Available data |

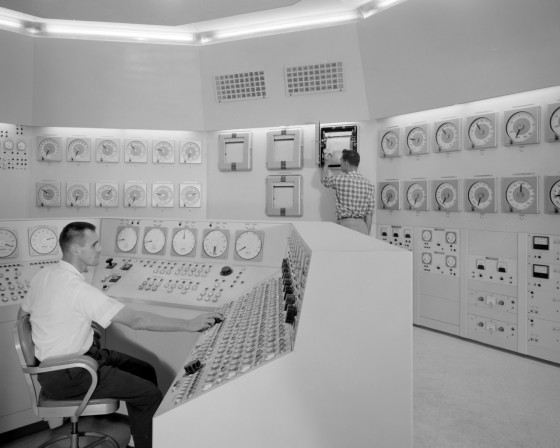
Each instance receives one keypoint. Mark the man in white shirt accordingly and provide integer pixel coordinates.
(63, 307)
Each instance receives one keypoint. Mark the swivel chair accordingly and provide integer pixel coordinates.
(47, 408)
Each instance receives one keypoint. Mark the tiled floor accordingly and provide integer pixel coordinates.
(466, 395)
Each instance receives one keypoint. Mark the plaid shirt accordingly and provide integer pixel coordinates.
(354, 194)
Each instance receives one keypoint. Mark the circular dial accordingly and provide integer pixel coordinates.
(447, 136)
(446, 195)
(8, 243)
(190, 152)
(162, 196)
(49, 149)
(127, 237)
(43, 240)
(520, 195)
(416, 195)
(555, 194)
(389, 195)
(481, 131)
(214, 243)
(154, 240)
(48, 194)
(521, 126)
(77, 195)
(248, 245)
(135, 195)
(78, 150)
(417, 140)
(480, 195)
(390, 143)
(183, 242)
(135, 151)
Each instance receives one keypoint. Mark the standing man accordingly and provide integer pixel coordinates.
(354, 193)
(62, 308)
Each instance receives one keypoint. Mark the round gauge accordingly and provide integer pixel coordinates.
(107, 151)
(163, 152)
(190, 152)
(154, 240)
(248, 245)
(8, 243)
(451, 237)
(389, 195)
(520, 194)
(190, 195)
(127, 237)
(43, 240)
(183, 242)
(390, 143)
(416, 195)
(106, 195)
(481, 131)
(521, 126)
(480, 195)
(447, 136)
(446, 195)
(135, 196)
(49, 149)
(555, 194)
(78, 150)
(162, 196)
(555, 122)
(48, 194)
(77, 195)
(215, 243)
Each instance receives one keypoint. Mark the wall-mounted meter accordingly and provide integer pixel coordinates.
(283, 196)
(235, 152)
(284, 149)
(333, 139)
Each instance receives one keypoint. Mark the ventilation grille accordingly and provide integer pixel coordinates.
(240, 86)
(316, 78)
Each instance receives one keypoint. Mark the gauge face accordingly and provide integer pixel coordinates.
(446, 195)
(447, 136)
(215, 243)
(482, 132)
(520, 195)
(389, 195)
(520, 127)
(77, 196)
(183, 242)
(127, 237)
(154, 240)
(416, 196)
(8, 243)
(163, 152)
(78, 151)
(417, 140)
(43, 240)
(480, 195)
(390, 144)
(248, 245)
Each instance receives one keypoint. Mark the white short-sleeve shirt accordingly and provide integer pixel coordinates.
(62, 307)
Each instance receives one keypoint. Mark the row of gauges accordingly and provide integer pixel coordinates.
(519, 195)
(108, 150)
(215, 242)
(520, 127)
(135, 194)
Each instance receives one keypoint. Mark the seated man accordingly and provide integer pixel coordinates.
(63, 307)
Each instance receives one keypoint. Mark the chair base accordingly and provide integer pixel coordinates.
(75, 440)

Aim of the task |
Copy only the stretch running from the line containing "Each instance receives one keypoint. Mark the plaid" to the final line of the entries, both ends included, exactly as it stands.

In response |
Each instance receives one keypoint. Mark the plaid shirt accordingly and provide integer pixel coordinates.
(354, 194)
Each instance receives one keypoint. Mark the circular dial accordingly and provide integer pixel coordinates.
(447, 136)
(446, 195)
(8, 243)
(190, 152)
(162, 196)
(49, 149)
(127, 237)
(43, 240)
(520, 195)
(416, 195)
(555, 194)
(389, 195)
(481, 131)
(214, 243)
(154, 240)
(48, 194)
(521, 126)
(77, 195)
(248, 245)
(135, 195)
(78, 150)
(417, 140)
(480, 195)
(390, 143)
(183, 242)
(135, 151)
Each instance receives one keypoint. Mark the standing man accordingly and provide integer pixel coordinates.
(354, 193)
(62, 308)
Each instance receives one keypoint. Mark the round gauge accordingly and provide integer pixel coordinates.
(107, 151)
(163, 152)
(190, 152)
(154, 240)
(248, 245)
(8, 243)
(451, 237)
(389, 195)
(520, 194)
(190, 195)
(127, 237)
(43, 240)
(183, 242)
(390, 143)
(416, 195)
(106, 195)
(481, 131)
(521, 126)
(480, 195)
(447, 136)
(446, 195)
(135, 196)
(49, 149)
(555, 194)
(78, 150)
(162, 196)
(555, 122)
(48, 194)
(77, 195)
(215, 243)
Each instance receives one keypoint. Mark the wall-mounted meter accordingly and provide integer pixel coordinates.
(283, 196)
(235, 152)
(284, 149)
(333, 139)
Each instance receives one keypoint. Mark the ventilation grille accordingly and provide integer pixel coordinates.
(240, 86)
(316, 78)
Each instance receives one keypoint. Mark the gauge face accordingly and provide integer pixel coordinates.
(446, 195)
(447, 136)
(215, 243)
(482, 132)
(520, 195)
(389, 195)
(520, 127)
(77, 196)
(183, 242)
(127, 237)
(154, 240)
(416, 196)
(8, 243)
(163, 152)
(78, 151)
(417, 140)
(43, 240)
(480, 195)
(390, 144)
(248, 245)
Each instance receives one keypoint. Mark the white short-sleeve shirt accordingly and provide integer pixel coordinates.
(62, 307)
Each instance receives one keypoint. Mark the row of gauges accordingly and provide integer pixel coordinates.
(519, 195)
(108, 150)
(215, 242)
(520, 127)
(135, 194)
Each instance receives one keypoint. Mark the seated man accordingly and provide integer pixel coordinates.
(63, 307)
Each instance receives one keypoint. Mark the chair base accordingly and provide integer pixel coordinates.
(75, 440)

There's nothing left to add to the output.